#### [Study text]

The film BPM (Beats Per Minute), a powerful AIDS movie that won the Grand Jury Prize at Cannes Film Festival in France this year, is finally playing in the United States, opening Friday, October 20, in New York City before expanding each week to locations across the country.
The film details the individual struggles and group dynamics of ACT UP Paris in the early 1990s. Directed by Robin Campillo, who was a member of the group, the film is described in the U.S. trailer as this:
In Paris in the early 1990s, a group of activists goes to battle for those stricken with HIV/AIDS, taking on sluggish government agencies and major pharmaceutical companies in bold, invasive actions. The organization is ACT UP, and its members, many of them gay and HIV positive, embrace their mission with a literal life-or-death urgency. Amid rallies, protests, fierce debates and ecstatic dance parties, the newcomer Nathan falls in love with Sean, the group’s radical firebrand, and their passion sparks against the shadow of mortality as the activists fight for a breakthrough.

#### [Task brief]
Copy out the passage about the film BPM in full, word for word. The lines that come next have nothing to do with the passage about the film BPM.

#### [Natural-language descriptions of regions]
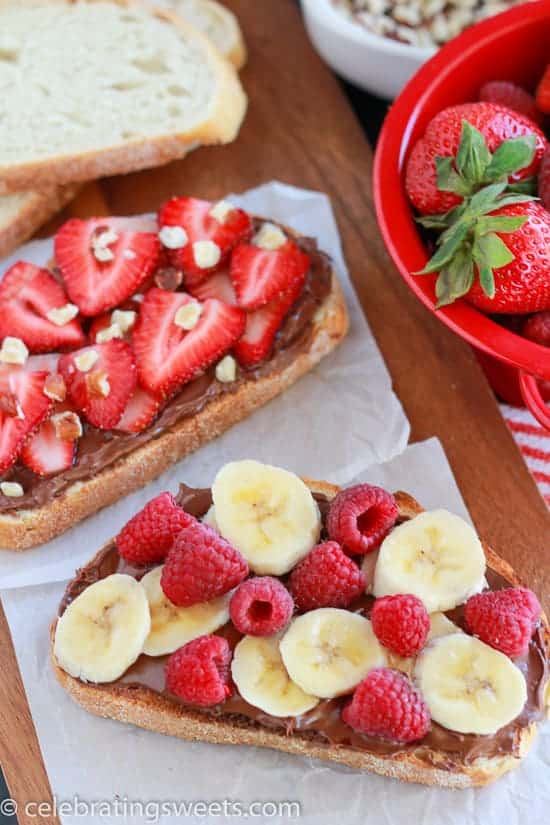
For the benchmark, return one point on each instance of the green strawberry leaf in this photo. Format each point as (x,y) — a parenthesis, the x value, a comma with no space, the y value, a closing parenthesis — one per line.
(499,223)
(450,241)
(455,279)
(448,179)
(527,186)
(510,157)
(493,251)
(473,156)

#### [Solution to the problem]
The film BPM (Beats Per Minute), a powerful AIDS movie that won the Grand Jury Prize at Cannes Film Festival in France this year, is finally playing in the United States, opening Friday, October 20, in New York City before expanding each week to locations across the country.
The film details the individual struggles and group dynamics of ACT UP Paris in the early 1990s. Directed by Robin Campillo, who was a member of the group, the film is described in the U.S. trailer as this:
In Paris in the early 1990s, a group of activists goes to battle for those stricken with HIV/AIDS, taking on sluggish government agencies and major pharmaceutical companies in bold, invasive actions. The organization is ACT UP, and its members, many of them gay and HIV positive, embrace their mission with a literal life-or-death urgency. Amid rallies, protests, fierce debates and ecstatic dance parties, the newcomer Nathan falls in love with Sean, the group’s radical firebrand, and their passion sparks against the shadow of mortality as the activists fight for a breakthrough.